PROBLEM> According to the passage on VO2 max and age, what average VO2 max did the Norwegian reference dataset report for women aged 20 to 29?

How VO2 max changes with age and training

VO2 max usually peaks in early adulthood and then declines over time, especially when training volume falls. In a large Norwegian reference dataset, Loe, Rognmo, Saltin, and Wisloff reported average VO2 max values of 54.4 mL/kg/min in men and 43.0 mL/kg/min in women aged 20 to 29, with declines of about 3.5 mL/kg/min per decade thereafter.³ That rate is not fixed. Consistent training can slow the drop, and detraining can accelerate it.

Reference standards also show why raw numbers need context. In the FRIEND international registry, the 50th percentile for directly measured VO2 max in adults aged 20 to 29 was 49.5 mL/kg/min for men and 40.6 mL/kg/min for women.⁴ By later decades, those values shift downward. Comparing yourself with people of similar age and sex is more useful than chasing elite endurance numbers from social media.

How to improve it

VO2 max responds best to a mix of aerobic base work and hard intervals. Base training supports stroke volume, mitochondrial density, and the ability to repeat more work. High-intensity intervals push oxygen delivery and utilization closer to the ceiling. This is why heart-rate-zones and interval-training belong in the same conversation.

The evidence for intervals is strong enough to use in programming. A 2024 meta-analysis in trained athletes found that high-intensity interval training significantly improved VO2 max, with a standardized mean difference of 1.11.⁵ Another 2024 meta-analysis comparing HIIT and moderate continuous training in athletes found that HIIT was more effective for improving VO2 max over 1 to 3 weeks and 4 to 9 weeks, with no clear advantage once training duration extended past 10 weeks.⁶ The useful lesson is that short blocks of focused high-intensity work can raise the ceiling efficiently, though they still need an aerobic base and enough recovery.

DATA BLOCK>
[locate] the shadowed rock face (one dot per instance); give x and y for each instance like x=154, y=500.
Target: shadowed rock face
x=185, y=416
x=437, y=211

RESPONSE TO THE TASK> 43.0 mL/kg/min